Things to do:
**A)** Can you sum up the article below on resource overestimation in mining in two sentences?
**B)** Could you pick up the article below on resource overestimation in mining after its last sentence and keep writing it?

Text passage:
How ‘resource debt’ chips away at miners’ growth and investor trust
Newmont’s Brucejack operation in B.C. this July during a helicopter fly-by. Credit: Henry Lazenby

Aurora (2018), Rainy River (2019), and Gold Bar (2020) show how resource overestimation hurt Guyana Goldfields, New Gold (TSX: NGD; NYSE: NGD) and McEwen Mining (TSX: MUX; NYSE: MUX). They had to downgrade estimates mid-operation. This triggered mine plan revisions, soaring costs, production delays, and financial strain.

Grade versus geometric risk

Desharnais identifies two types of risk that contribute to resource misclassification: grade risk and geometric risk.

Grade risk reflects patchiness in ore quality, while geometric risk involves uncertainty about the size and shape of mineralized domains within the deposit.

Conditional simulations help assess grade risk, Desharnais said, but tools to quantify geometric risk are lacking.

Companies often overestimate deposit geometry without tighter drilling, leading to costly misjudgments.

“Sparse drilling gives us a simpler picture than reality,” he explained, adding that only closely spaced drilling can reveal the true complexity of orebodies.

Best practices

Mathieu Doucette, a senior geologist at ArcelorMittal (NYSE: MT), talked about the difficulty of classifying resources at Canada’s largest iron mine, the Mont-Wright iron ore mine in Quebec, producing continuously since 1974. Outdated data can affect current resource estimates. He illustrated how mixing in fresh drill holes helps manage geological risk as part of a dynamic model essential to avoid misclassification.

“The first thing [a QP] will do is akin to lighting a torch,” he said. “But everything on the edges is dark, and you can’t really see it. Drill holes are our ability to try and get some information, but sparse data hides the full picture.”

David Machuca-Mory, a principal consultant at SRK Consulting, said fixed models are risky. Deposits can be more unpredictable than they seem. Adaptive methods help ensure estimates reflect reality, reducing the chance of costly surprises.

“Even with dense drilling, some areas remain highly uncertain,” Machuca-Mory said. “Confidence intervals are large, and relying solely on drill spacing doesn’t always guarantee accurate classification.”

Records shown:
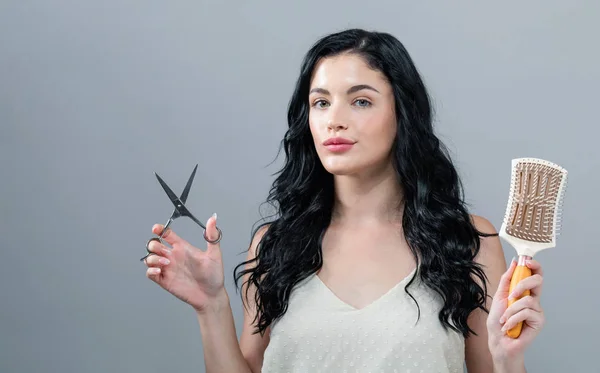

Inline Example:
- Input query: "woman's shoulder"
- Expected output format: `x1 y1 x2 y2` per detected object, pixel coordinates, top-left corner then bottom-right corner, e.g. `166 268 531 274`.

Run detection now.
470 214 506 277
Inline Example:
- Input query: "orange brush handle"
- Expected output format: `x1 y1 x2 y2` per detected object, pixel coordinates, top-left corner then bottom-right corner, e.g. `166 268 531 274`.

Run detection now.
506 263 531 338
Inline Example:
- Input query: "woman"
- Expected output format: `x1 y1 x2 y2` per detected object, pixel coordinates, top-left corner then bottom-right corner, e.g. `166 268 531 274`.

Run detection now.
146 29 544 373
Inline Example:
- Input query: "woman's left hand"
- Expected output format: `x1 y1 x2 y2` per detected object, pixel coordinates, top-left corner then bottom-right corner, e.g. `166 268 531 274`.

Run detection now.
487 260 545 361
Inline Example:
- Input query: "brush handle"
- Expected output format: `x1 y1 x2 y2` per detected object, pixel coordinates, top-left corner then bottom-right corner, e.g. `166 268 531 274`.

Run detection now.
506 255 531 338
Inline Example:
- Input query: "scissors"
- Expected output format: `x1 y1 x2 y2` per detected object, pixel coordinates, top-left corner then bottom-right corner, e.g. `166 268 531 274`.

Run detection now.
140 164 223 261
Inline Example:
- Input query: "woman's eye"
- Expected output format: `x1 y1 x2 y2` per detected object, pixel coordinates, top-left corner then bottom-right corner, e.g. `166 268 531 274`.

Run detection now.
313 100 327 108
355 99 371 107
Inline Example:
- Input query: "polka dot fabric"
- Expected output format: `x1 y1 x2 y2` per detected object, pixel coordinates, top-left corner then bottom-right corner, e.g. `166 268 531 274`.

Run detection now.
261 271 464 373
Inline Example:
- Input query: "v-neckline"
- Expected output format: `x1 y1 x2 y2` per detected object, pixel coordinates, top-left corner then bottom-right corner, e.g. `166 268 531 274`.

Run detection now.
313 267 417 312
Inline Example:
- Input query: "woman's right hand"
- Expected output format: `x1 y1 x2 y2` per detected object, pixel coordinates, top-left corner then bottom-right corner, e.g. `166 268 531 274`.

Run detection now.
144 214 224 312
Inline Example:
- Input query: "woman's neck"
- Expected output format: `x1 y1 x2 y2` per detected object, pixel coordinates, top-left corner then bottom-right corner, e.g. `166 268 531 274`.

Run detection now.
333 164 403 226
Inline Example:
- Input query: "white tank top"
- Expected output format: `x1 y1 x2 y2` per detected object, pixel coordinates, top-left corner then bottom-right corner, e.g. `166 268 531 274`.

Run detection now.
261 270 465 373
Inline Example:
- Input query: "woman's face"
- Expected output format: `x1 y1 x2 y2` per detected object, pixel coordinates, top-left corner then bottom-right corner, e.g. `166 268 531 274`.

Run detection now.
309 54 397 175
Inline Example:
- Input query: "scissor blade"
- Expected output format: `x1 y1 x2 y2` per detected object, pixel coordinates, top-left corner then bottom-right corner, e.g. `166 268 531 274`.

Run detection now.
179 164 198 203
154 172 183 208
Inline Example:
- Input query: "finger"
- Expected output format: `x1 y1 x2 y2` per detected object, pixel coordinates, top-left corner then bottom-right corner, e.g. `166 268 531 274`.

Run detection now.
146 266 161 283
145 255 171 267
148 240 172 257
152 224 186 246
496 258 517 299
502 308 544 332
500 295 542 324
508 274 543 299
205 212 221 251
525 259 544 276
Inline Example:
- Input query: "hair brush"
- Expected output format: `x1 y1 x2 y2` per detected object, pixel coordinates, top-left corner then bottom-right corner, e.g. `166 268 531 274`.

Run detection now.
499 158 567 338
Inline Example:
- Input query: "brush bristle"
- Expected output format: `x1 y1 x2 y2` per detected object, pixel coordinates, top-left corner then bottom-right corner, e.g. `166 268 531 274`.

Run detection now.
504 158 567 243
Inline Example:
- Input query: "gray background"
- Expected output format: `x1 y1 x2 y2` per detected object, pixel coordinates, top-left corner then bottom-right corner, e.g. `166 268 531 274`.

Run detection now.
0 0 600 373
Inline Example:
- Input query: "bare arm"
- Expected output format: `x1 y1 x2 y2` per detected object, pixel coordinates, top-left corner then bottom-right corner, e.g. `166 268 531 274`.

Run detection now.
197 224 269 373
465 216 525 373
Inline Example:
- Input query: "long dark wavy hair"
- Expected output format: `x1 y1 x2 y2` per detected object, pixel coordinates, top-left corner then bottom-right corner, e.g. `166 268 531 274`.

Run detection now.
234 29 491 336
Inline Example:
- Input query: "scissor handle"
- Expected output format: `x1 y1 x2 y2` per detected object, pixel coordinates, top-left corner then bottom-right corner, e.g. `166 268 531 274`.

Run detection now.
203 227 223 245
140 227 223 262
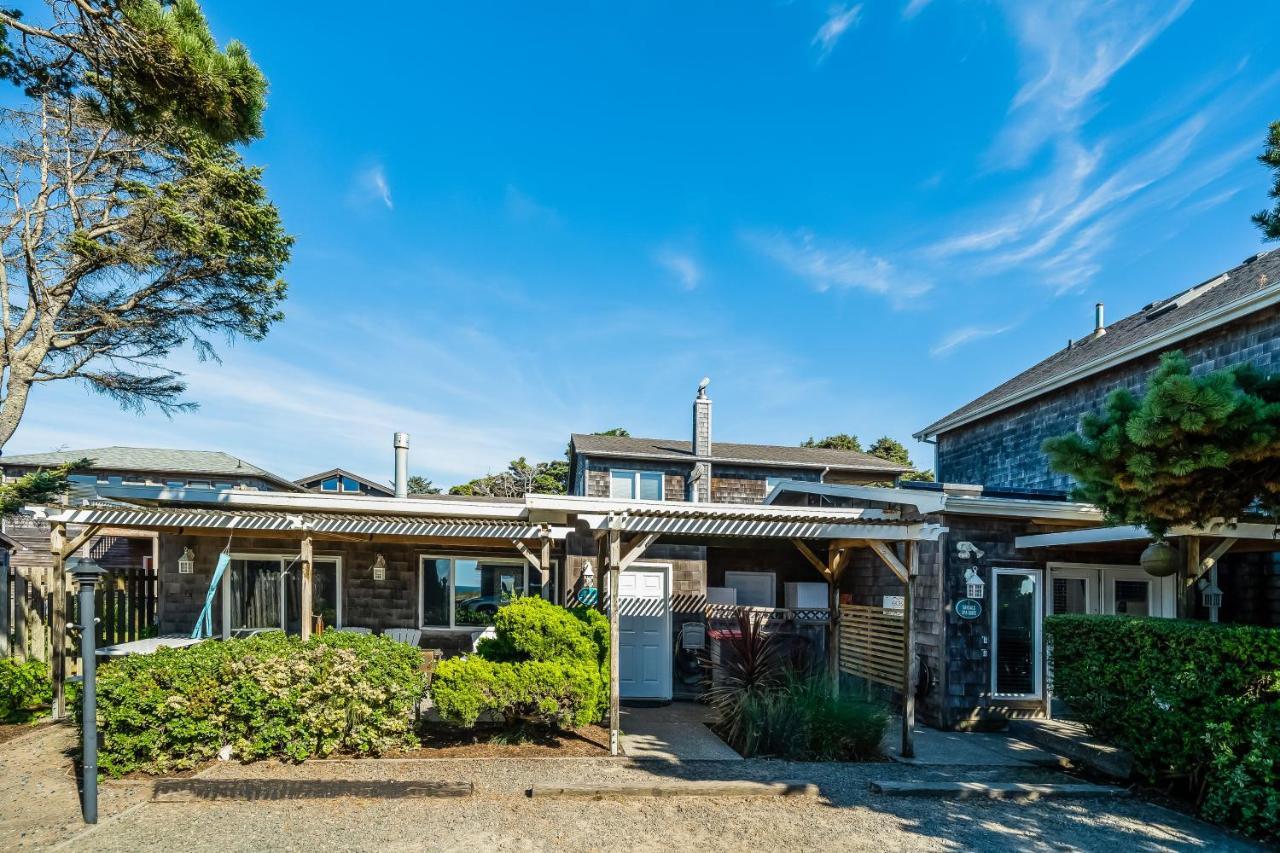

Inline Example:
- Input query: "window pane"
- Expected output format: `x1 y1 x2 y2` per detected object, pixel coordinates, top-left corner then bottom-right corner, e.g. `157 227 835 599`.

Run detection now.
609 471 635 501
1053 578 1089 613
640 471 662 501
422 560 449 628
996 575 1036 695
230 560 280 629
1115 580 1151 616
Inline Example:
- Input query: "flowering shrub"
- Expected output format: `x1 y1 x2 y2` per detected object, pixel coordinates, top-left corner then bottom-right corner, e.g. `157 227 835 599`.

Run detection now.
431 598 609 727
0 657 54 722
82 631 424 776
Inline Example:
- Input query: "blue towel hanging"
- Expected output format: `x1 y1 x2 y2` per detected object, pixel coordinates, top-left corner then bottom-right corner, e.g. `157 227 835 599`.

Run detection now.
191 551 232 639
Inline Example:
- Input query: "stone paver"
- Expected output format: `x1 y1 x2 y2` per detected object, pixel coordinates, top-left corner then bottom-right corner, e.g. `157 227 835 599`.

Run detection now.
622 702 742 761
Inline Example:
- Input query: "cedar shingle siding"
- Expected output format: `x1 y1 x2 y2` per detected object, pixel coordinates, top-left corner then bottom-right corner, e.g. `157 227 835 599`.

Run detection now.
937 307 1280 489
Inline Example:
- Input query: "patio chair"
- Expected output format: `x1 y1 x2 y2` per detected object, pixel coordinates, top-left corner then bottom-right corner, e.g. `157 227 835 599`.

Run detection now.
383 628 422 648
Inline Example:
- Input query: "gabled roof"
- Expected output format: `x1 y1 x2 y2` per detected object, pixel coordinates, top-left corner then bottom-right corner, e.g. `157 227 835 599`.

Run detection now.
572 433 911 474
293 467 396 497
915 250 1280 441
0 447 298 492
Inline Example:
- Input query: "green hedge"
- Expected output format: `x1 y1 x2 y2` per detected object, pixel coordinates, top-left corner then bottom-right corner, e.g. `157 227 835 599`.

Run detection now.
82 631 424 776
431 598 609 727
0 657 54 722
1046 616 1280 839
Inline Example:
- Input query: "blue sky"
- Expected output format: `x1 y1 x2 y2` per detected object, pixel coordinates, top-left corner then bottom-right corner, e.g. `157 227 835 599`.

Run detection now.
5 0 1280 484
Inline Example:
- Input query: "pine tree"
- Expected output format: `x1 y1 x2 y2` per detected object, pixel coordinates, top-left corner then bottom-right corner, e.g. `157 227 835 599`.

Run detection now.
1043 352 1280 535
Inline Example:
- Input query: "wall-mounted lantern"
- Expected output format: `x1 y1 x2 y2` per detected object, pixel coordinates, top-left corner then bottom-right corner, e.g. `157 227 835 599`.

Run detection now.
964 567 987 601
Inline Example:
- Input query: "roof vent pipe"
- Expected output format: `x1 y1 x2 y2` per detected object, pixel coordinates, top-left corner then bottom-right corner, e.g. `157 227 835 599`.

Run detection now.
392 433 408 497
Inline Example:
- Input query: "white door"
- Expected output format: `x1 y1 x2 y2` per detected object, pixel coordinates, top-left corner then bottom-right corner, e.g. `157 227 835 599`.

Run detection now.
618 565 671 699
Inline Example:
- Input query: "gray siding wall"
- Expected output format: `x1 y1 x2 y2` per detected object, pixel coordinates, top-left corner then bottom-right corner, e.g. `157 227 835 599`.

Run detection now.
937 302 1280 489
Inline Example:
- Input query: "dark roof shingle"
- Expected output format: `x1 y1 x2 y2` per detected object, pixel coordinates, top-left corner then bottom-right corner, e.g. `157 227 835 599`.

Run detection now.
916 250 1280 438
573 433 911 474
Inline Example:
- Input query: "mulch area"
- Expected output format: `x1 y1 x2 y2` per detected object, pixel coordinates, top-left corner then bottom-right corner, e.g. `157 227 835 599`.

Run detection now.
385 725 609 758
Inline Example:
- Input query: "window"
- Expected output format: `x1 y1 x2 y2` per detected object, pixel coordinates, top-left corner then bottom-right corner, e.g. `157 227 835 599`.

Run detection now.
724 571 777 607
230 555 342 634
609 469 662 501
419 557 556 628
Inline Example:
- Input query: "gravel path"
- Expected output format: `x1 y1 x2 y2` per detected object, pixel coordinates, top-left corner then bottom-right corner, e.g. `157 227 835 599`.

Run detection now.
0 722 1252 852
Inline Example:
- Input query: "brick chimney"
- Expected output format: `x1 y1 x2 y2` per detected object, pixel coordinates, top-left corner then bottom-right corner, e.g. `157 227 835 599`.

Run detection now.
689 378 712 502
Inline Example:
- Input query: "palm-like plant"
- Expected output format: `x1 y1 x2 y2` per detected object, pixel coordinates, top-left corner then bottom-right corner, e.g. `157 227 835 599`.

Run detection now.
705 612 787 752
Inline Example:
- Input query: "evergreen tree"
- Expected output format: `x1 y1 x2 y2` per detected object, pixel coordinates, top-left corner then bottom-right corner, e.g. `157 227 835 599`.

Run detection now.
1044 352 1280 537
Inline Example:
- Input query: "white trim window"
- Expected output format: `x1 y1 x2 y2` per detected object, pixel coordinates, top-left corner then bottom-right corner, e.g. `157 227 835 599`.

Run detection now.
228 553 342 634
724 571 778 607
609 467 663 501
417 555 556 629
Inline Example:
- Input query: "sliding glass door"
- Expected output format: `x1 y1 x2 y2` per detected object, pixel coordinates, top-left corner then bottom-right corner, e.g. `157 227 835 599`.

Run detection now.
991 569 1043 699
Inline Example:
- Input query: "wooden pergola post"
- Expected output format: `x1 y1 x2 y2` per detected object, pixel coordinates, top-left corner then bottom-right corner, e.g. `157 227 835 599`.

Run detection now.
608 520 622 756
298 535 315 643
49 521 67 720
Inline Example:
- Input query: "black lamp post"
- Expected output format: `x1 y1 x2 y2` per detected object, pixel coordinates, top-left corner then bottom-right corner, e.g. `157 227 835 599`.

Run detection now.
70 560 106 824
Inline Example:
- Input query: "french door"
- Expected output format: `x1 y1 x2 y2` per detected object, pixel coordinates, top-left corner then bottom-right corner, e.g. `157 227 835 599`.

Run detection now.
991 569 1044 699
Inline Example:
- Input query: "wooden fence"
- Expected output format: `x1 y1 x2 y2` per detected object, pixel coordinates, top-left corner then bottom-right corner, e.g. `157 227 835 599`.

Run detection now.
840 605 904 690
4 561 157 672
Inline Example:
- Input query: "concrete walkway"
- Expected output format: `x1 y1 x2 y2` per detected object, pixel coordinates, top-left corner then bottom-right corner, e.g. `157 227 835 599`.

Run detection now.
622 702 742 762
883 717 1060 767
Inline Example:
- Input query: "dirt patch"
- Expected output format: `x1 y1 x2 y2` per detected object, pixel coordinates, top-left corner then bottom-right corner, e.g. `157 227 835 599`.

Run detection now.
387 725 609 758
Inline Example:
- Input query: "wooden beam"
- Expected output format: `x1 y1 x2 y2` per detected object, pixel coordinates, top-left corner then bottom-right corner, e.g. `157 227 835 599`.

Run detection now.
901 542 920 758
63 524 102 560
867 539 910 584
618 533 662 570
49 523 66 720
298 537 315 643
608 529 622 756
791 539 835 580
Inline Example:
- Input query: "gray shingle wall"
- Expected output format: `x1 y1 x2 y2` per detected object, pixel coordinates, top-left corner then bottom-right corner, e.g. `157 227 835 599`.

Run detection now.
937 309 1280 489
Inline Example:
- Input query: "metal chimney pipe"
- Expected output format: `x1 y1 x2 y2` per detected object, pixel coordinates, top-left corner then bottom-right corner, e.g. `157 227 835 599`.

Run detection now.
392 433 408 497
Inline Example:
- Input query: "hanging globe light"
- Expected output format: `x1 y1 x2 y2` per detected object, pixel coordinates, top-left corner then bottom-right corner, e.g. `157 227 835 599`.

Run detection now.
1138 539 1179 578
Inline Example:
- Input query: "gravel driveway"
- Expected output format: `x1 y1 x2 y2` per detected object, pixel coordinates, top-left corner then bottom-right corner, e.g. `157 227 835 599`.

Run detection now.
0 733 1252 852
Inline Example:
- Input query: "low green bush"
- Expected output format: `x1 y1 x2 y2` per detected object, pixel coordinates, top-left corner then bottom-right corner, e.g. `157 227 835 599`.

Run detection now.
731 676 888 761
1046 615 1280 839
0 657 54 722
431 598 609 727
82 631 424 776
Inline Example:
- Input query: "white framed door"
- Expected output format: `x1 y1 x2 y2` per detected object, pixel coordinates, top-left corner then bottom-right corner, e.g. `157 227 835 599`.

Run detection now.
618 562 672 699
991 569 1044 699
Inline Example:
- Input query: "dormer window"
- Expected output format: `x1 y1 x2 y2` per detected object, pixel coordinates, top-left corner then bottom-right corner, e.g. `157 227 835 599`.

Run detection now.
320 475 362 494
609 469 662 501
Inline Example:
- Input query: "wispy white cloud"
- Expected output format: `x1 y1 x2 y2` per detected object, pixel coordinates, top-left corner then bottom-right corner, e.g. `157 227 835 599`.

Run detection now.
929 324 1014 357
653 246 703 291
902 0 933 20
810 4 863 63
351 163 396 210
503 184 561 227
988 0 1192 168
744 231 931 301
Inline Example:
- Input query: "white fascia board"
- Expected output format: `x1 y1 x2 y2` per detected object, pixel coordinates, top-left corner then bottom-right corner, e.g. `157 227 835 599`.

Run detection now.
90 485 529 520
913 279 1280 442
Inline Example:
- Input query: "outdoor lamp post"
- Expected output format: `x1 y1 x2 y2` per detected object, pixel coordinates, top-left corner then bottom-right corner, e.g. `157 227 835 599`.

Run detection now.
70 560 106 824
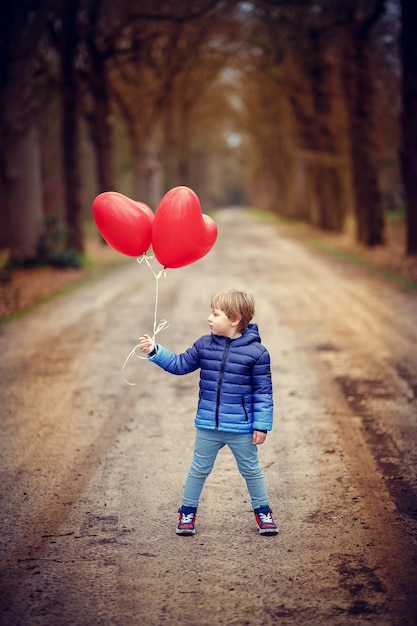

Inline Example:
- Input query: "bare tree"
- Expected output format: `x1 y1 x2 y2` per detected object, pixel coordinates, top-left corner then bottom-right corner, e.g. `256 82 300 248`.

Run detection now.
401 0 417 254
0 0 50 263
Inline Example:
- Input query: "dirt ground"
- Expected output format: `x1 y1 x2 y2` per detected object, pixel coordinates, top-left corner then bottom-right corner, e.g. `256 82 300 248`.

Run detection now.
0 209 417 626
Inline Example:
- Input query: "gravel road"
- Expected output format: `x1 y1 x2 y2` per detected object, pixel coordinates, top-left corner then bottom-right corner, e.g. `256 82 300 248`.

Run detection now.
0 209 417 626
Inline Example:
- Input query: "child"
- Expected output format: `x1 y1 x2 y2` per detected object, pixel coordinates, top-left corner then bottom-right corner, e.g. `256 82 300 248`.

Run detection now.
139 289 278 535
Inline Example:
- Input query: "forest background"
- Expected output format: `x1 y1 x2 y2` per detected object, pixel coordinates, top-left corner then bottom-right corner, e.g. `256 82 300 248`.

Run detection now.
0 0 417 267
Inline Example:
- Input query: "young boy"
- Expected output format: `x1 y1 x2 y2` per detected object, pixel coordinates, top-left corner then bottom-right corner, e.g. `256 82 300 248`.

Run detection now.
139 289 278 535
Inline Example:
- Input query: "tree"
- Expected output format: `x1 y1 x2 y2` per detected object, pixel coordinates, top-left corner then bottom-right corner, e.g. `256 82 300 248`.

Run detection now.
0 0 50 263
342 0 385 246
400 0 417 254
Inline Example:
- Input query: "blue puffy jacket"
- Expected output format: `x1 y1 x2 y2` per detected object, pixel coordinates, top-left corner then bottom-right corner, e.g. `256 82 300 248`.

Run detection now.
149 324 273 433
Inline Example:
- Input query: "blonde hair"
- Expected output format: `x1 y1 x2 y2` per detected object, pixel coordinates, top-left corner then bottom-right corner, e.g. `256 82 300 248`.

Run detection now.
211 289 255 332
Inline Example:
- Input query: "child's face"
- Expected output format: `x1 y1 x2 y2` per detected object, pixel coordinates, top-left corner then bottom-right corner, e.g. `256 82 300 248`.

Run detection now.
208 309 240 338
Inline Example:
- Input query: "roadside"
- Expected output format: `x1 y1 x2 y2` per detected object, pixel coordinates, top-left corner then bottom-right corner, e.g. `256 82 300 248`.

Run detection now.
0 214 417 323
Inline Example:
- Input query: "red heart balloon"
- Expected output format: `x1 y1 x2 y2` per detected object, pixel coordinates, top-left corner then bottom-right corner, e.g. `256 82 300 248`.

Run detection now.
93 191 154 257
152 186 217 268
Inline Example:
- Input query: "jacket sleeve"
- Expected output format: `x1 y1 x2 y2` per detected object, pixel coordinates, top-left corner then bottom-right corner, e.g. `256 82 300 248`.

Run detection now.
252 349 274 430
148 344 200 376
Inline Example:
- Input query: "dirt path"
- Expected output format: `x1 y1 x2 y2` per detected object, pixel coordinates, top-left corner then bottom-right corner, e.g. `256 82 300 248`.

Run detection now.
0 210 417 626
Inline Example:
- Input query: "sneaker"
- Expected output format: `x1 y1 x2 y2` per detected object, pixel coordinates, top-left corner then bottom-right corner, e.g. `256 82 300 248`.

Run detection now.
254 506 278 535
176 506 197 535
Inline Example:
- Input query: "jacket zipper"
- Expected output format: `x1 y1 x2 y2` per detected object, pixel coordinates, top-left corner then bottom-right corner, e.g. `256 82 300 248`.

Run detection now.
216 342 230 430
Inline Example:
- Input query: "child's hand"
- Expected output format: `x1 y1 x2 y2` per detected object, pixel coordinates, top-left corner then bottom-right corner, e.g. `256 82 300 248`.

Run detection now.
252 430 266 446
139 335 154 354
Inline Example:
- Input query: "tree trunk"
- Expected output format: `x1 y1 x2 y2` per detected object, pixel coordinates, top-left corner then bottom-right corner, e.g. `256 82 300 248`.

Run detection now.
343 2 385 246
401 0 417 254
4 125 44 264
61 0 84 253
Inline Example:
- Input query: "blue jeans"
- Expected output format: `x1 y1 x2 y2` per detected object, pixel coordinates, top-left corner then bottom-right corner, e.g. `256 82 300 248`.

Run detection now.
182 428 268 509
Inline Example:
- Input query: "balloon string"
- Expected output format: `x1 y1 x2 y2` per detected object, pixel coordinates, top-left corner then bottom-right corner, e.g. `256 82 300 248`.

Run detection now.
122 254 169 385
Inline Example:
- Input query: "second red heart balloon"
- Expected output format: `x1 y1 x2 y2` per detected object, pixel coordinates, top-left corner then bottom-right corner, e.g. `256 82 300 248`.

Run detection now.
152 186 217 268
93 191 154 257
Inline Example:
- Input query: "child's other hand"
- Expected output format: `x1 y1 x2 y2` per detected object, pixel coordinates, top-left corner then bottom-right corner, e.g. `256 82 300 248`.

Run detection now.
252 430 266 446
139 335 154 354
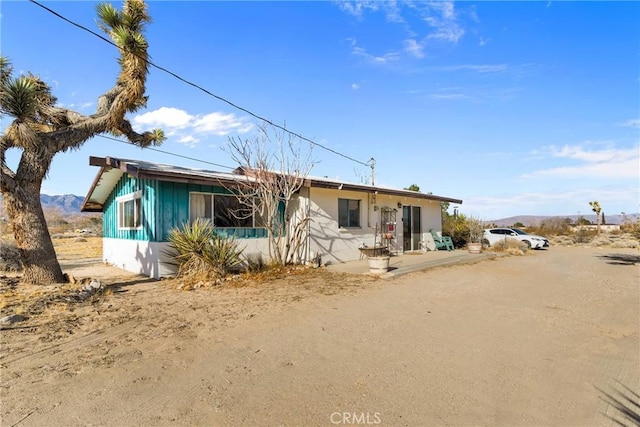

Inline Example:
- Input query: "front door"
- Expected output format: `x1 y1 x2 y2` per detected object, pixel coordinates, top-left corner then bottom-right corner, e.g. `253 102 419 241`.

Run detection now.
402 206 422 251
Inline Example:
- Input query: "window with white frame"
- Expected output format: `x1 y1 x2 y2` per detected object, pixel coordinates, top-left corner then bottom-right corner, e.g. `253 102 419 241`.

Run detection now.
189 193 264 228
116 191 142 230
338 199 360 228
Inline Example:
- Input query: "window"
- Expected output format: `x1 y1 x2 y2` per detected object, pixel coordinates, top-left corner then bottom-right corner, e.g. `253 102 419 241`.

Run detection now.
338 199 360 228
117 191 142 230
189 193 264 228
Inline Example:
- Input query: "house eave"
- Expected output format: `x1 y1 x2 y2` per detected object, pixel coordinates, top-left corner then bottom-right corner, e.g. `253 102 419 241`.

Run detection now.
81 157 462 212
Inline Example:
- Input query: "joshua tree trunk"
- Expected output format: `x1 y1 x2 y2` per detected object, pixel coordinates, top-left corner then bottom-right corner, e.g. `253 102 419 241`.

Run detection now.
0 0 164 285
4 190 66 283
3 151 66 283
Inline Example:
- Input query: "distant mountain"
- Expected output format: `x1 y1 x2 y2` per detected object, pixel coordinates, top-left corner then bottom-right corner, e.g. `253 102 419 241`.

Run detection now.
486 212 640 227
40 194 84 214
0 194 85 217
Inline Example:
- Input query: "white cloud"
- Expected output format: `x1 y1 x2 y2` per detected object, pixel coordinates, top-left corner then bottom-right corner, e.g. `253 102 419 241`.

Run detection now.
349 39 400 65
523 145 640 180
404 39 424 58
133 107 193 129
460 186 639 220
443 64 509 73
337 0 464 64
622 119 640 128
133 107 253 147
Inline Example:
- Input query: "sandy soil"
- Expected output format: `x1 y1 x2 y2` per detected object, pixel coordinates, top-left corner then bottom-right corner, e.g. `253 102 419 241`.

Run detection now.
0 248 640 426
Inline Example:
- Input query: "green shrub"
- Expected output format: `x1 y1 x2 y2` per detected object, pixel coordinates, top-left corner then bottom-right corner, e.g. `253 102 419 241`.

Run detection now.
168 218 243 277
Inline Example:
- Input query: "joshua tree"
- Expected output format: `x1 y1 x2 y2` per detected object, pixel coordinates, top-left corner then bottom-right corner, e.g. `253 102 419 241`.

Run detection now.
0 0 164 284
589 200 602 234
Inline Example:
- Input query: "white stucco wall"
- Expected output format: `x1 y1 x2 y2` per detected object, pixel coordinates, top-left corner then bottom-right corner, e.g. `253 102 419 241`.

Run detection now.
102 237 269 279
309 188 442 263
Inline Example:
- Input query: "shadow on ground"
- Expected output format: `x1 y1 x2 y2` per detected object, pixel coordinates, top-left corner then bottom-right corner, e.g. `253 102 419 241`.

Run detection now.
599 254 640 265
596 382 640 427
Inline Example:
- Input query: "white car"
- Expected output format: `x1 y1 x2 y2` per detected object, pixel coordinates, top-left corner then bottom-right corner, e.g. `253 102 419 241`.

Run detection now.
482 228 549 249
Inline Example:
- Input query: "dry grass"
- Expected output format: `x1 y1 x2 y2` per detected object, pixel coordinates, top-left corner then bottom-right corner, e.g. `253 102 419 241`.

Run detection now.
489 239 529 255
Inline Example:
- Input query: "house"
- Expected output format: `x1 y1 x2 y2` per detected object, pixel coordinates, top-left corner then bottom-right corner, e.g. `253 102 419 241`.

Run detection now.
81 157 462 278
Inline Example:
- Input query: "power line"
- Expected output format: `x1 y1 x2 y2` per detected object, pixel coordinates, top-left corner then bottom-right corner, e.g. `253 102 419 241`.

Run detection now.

Task answers:
**A)** Guyana Goldfields, New Gold and McEwen Mining overestimated resources at Aurora, Rainy River and Gold Bar and had to downgrade estimates mid-operation, which led to revised mine plans, soaring costs, production delays and financial strain. Desharnais separates grade risk from geometric risk and says tools to quantify geometric risk are lacking, while Doucette and Machuca-Mory stress that sparse drilling hides the full picture and that adaptive, dynamic models help keep estimates in line with reality.

**B)**
Cognitive biases

Desharnais said that misclassification is not just a technical problem; human psychology plays a significant role.

Anchoring bias makes companies stick with initial estimates despite new data. Authority bias pressures geologists and consultants to confirm favourable results to please management or investors.

“The consulting firm wants the next contract,” Desharnais said. “The CEO has family and friends invested and needs good news. These biases create a system where classification debt builds up across projects, only to be paid through painful revisions later.”

Owning up

Desharnais argued for more conservative resource models and said benchmarking against operating mines would help set realistic expectations. He suggested that technical reports include histograms that show the distance between drill holes and classified resources, he added.

“It forces the QP or CP to look at what they’ve done and ask: Does this make sense?” he said. “Transparent reporting would help prevent overly aggressive classifications, ensuring companies earn their resource classifications with sufficient data.”

Such measures may slow development, but they could also reduce the prevalence of misclassified resources in the industry. Desharnais urged geologists to scrutinize each block of material above the cut-off grade.

“Over-promising today only delays the inevitable correction tomorrow,” he said.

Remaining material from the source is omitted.